• Action item: Apart from the images, the records below need to be copied exactly.

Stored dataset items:
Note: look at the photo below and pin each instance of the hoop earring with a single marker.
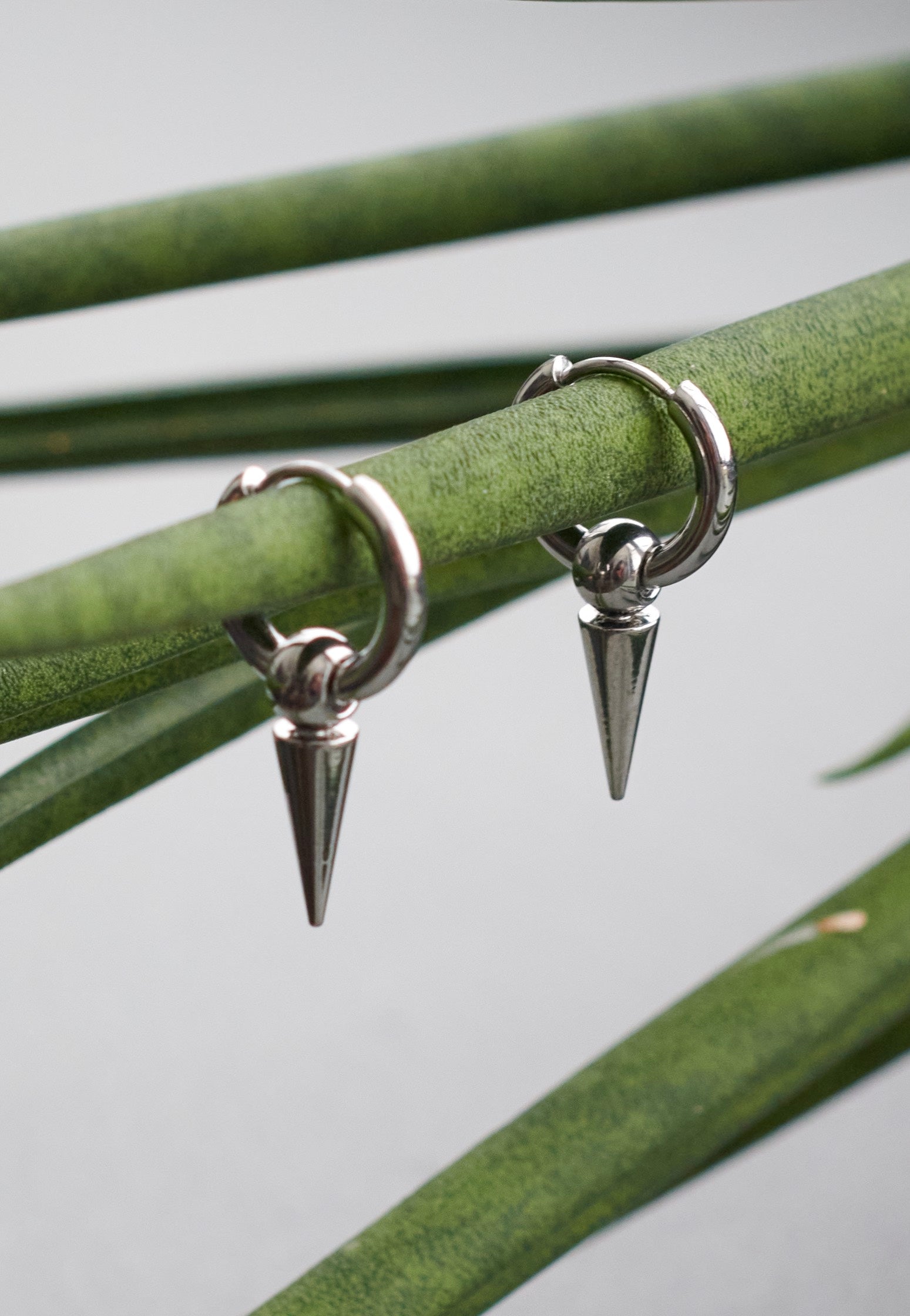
(620, 566)
(316, 678)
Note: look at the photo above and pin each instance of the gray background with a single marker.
(200, 1097)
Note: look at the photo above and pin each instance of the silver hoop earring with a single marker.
(620, 566)
(316, 678)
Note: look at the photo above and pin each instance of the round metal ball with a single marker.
(609, 566)
(301, 676)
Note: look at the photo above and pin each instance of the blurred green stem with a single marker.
(757, 1045)
(562, 172)
(783, 378)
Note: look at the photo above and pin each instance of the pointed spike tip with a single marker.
(316, 768)
(619, 654)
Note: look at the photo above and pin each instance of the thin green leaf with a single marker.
(41, 693)
(307, 411)
(892, 748)
(612, 162)
(791, 375)
(781, 1029)
(52, 690)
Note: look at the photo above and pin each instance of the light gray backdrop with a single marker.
(200, 1095)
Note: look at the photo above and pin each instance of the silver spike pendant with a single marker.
(315, 740)
(316, 768)
(619, 631)
(620, 566)
(316, 678)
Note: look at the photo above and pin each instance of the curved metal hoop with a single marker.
(400, 628)
(716, 466)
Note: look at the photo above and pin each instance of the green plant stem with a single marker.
(123, 752)
(788, 377)
(700, 1081)
(610, 162)
(894, 748)
(54, 689)
(374, 407)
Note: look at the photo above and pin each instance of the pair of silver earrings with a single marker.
(316, 678)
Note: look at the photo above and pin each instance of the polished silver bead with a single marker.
(303, 674)
(609, 566)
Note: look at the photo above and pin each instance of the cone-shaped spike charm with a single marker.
(619, 656)
(619, 629)
(316, 766)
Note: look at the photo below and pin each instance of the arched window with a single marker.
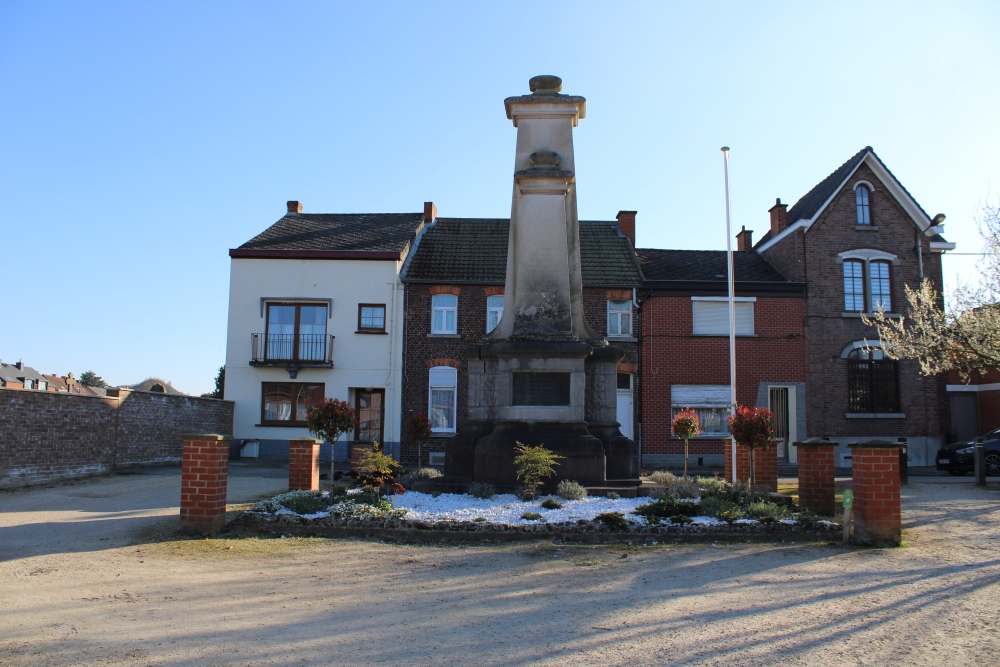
(854, 285)
(872, 382)
(879, 285)
(863, 197)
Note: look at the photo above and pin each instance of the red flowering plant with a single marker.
(330, 419)
(686, 426)
(418, 429)
(753, 428)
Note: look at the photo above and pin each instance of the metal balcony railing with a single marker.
(292, 350)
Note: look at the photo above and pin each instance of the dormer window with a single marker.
(862, 197)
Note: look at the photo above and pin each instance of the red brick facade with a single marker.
(830, 329)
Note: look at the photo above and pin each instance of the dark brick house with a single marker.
(684, 329)
(855, 240)
(454, 286)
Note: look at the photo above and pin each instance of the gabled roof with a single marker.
(705, 265)
(344, 232)
(474, 250)
(810, 205)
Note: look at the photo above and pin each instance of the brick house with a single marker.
(454, 293)
(684, 332)
(316, 311)
(855, 240)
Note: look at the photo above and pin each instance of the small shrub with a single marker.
(570, 490)
(714, 506)
(766, 512)
(483, 490)
(534, 465)
(613, 520)
(665, 508)
(551, 503)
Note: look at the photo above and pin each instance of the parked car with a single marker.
(958, 458)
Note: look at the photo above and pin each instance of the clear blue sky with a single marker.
(139, 141)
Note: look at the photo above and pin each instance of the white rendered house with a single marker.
(316, 311)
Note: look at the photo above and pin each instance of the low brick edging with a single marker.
(877, 514)
(817, 490)
(204, 482)
(442, 531)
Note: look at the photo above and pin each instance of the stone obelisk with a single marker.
(543, 376)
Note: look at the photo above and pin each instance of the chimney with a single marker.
(744, 240)
(779, 217)
(626, 223)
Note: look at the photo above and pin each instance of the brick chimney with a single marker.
(744, 240)
(626, 223)
(779, 217)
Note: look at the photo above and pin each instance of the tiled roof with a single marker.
(474, 250)
(705, 265)
(366, 232)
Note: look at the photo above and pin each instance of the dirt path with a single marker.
(158, 600)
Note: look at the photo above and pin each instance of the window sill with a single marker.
(875, 415)
(858, 313)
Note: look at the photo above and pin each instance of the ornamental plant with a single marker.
(328, 420)
(534, 464)
(418, 429)
(752, 428)
(685, 426)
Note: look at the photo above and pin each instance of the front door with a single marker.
(625, 413)
(371, 414)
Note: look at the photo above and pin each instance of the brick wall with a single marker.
(46, 436)
(420, 349)
(828, 330)
(672, 355)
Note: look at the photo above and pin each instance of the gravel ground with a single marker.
(91, 573)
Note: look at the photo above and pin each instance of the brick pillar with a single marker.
(765, 464)
(876, 491)
(204, 477)
(303, 464)
(816, 476)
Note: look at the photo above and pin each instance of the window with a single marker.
(371, 317)
(284, 403)
(710, 316)
(879, 286)
(494, 311)
(445, 314)
(872, 381)
(370, 404)
(296, 331)
(862, 197)
(854, 285)
(442, 398)
(709, 401)
(619, 317)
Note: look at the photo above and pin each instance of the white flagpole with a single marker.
(732, 305)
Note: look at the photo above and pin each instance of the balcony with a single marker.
(291, 351)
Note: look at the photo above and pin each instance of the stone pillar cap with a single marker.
(876, 444)
(816, 442)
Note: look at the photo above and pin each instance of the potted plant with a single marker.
(752, 428)
(328, 420)
(686, 426)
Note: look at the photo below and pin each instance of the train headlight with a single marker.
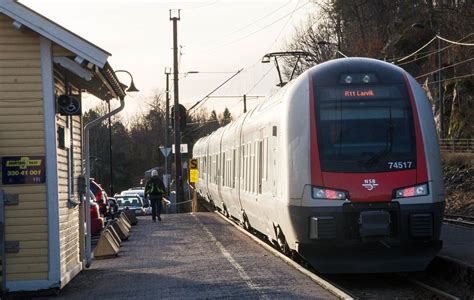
(412, 191)
(328, 194)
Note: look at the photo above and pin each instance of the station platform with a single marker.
(194, 256)
(458, 244)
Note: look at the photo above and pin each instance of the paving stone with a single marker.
(191, 256)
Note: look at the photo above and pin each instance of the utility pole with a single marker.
(440, 92)
(110, 156)
(167, 133)
(245, 103)
(177, 121)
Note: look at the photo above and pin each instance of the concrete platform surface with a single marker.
(458, 243)
(191, 256)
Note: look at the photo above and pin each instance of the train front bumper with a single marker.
(369, 237)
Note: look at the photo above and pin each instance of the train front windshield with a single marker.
(365, 129)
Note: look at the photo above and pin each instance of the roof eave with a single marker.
(54, 32)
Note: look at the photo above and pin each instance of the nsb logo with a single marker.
(370, 184)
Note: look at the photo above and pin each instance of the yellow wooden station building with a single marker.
(44, 69)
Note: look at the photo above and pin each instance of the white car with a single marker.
(140, 192)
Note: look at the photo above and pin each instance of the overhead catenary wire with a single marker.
(414, 53)
(265, 27)
(284, 26)
(206, 97)
(261, 18)
(261, 78)
(429, 42)
(455, 43)
(430, 52)
(445, 67)
(451, 78)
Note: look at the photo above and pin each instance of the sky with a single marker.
(215, 38)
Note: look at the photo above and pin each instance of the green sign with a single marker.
(23, 170)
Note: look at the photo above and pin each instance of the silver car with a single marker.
(131, 202)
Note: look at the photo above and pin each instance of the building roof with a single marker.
(104, 83)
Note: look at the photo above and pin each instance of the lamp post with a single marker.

• Exercise solution:
Note: look at the photo below and pin each instance of the hoop earring with a single marker.
(620, 566)
(316, 678)
Note: look at the photo above and pin each instance of the gray background with a single marker.
(200, 1097)
Note: look at the photo above and pin each instance of the silver hoop earring with a single marker.
(620, 566)
(316, 678)
Note: look at the photo above and pin each instance of the round metal ball with a single marker.
(609, 566)
(301, 676)
Note: look at the photo above and pin each instance of the blurred green stem with a single marker.
(757, 1045)
(562, 172)
(783, 378)
Note: look at the photo above and pin each instance of the pointed spike tip with a single marker.
(316, 768)
(619, 654)
Note: look at the photo above and pin each instance of the thin green leaf with a single marker.
(41, 693)
(307, 411)
(892, 748)
(612, 162)
(791, 375)
(781, 1029)
(52, 690)
Note: look at the photo above and pin each instance of the light gray backdrop with a single marker.
(200, 1095)
Note: look at the photo above and pin each instance of the silver spike pendant with a single marker.
(315, 740)
(316, 768)
(619, 631)
(620, 566)
(316, 678)
Note: look at the photo above and pin each instance of the curved metal hoop with a single marker.
(400, 628)
(716, 466)
Note: look at the photo above and pin each instance of the green plant stem with a single marker.
(123, 752)
(788, 377)
(700, 1081)
(610, 162)
(894, 748)
(54, 689)
(374, 407)
Note: look at the photo above and pin each instance of the pair of silver earrings with a single marker.
(316, 678)
Note: look at the photo above and pin each instance of the polished silver bead with a single marker.
(303, 674)
(609, 566)
Note: look at the photo above and pin each instance of the cone-shaped spike charm with a single marker.
(619, 656)
(619, 629)
(316, 766)
Note: look at the photo below and pin each instance of the arched window with a single marker.
(854, 285)
(872, 382)
(879, 285)
(863, 197)
Note: look at the photo above and pin each instance of the red flowering plant with a single marker.
(330, 419)
(686, 426)
(418, 429)
(753, 428)
Note: look at the photo above and pin each instance of the metal balcony railing with a single marker.
(292, 350)
Note: look at the photo above and pin each instance of the dormer window with a single marker.
(862, 197)
Note: look at the photo above and pin each instance of the red brick facade with a single marker.
(830, 329)
Note: look at the photo above and pin each instance of the dark brick house with a single marker.
(684, 329)
(855, 240)
(454, 286)
Note: look at the photo above and pin each instance of the gabled roof with a single marker.
(705, 265)
(344, 232)
(474, 250)
(810, 205)
Note: look at the photo above and pin each instance of the brick house with a single marker.
(454, 293)
(684, 332)
(316, 311)
(855, 240)
Note: look at the photo above and pin each instance of the small shrub with a single marker.
(570, 490)
(714, 506)
(766, 512)
(483, 490)
(534, 465)
(613, 520)
(665, 508)
(551, 503)
Note: look at the photo above and pin each instance of the parked car with a single marker.
(958, 458)
Note: look at the photo above and pin each instance of the clear blue sky with a single marker.
(139, 141)
Note: look at the photo above and pin each instance of the white rendered house with a single marker.
(316, 311)
Note: look at the photo above and pin each instance of the low brick edging with a single marker.
(877, 514)
(817, 490)
(204, 482)
(442, 531)
Note: look at the photo above and pin each instance of the stone obelisk with a single marker.
(543, 376)
Note: look at the photo above and pin each instance of the chimney with a single marker.
(744, 240)
(779, 217)
(626, 223)
Note: look at the photo above and pin each instance of the brick chimney with a single marker.
(744, 240)
(626, 223)
(779, 217)
Note: look at the photo above and pin each instance of the tiled roof with a single marker.
(474, 250)
(705, 265)
(366, 232)
Note: look at the photo above and pin each instance of the dirt path with a single marker.
(158, 600)
Note: look at the photo above and pin each instance of the window sill with a single marker.
(875, 415)
(858, 313)
Note: look at the photo above and pin each instance of the ornamental plant with a single marker.
(328, 420)
(534, 464)
(418, 429)
(752, 428)
(685, 426)
Note: look at the photo above and pin each instance of the front door with a single marker.
(625, 413)
(371, 414)
Note: look at the photo above and pin each instance of the brick wall with a single marker.
(46, 436)
(420, 349)
(828, 330)
(672, 355)
Note: look at the photo above and pin each instance of the gravel ground with a single marker.
(91, 573)
Note: look at the photo above and pin each instance of the brick pillar with a single marker.
(765, 464)
(876, 491)
(204, 477)
(303, 464)
(816, 476)
Note: look at the photo above and pin each instance of the window with a single marker.
(371, 317)
(284, 403)
(710, 316)
(879, 286)
(494, 311)
(445, 314)
(872, 381)
(370, 404)
(296, 331)
(862, 197)
(854, 285)
(442, 398)
(709, 401)
(619, 317)
Note: look at the photo above and pin each instance of the white flagpole with a single marker.
(732, 305)
Note: look at the photo above and pin each instance of the balcony with a single marker.
(291, 351)
Note: look at the photo above and pin each instance of the stone pillar cap with a single marker.
(876, 444)
(816, 442)
Note: look at the photo above and pin each instance of the potted plant with a single marker.
(752, 428)
(328, 420)
(686, 426)
Note: look at the photo below and pin each instance of the train headlight with a single marker.
(412, 191)
(328, 194)
Note: look at the photo above and pin each instance of the station platform with a single marker.
(194, 256)
(458, 244)
Note: look at the photo above and pin each instance of the paving stone with a single marker.
(191, 256)
Note: look at the photo above and pin each instance of the utility pole with a single marker.
(440, 92)
(110, 156)
(167, 133)
(245, 103)
(177, 121)
Note: look at the photo above and pin each instance of the concrete platform surface with a single marker.
(458, 243)
(191, 256)
Note: look at the photo above and pin each instance of the train front bumper with a single marker.
(369, 237)
Note: look at the photo above and pin each instance of the train front windshield with a single marker.
(365, 129)
Note: look at the photo above and pin each instance of the roof eave with a single marker.
(54, 32)
Note: look at the photo above and pin each instance of the nsb logo with a single marker.
(370, 184)
Note: look at the photo above and pin each instance of the yellow wooden station building with a single marker.
(44, 69)
Note: look at the photo above and pin each instance of the white car with a single marker.
(140, 192)
Note: look at the photo above and pin each instance of the overhead catenary wire with a single marker.
(414, 53)
(265, 27)
(284, 26)
(206, 97)
(261, 18)
(261, 78)
(429, 42)
(455, 43)
(430, 52)
(445, 67)
(451, 78)
Note: look at the photo above and pin each instance of the sky with a single marker.
(215, 38)
Note: look at the photo above and pin each instance of the green sign with a single marker.
(23, 170)
Note: look at the photo above and pin each instance of the silver car with a single marker.
(131, 202)
Note: look at the photo above and pin each instance of the building roof with a single marker.
(104, 83)
Note: look at the photo above and pin each instance of the lamp post with a single marker.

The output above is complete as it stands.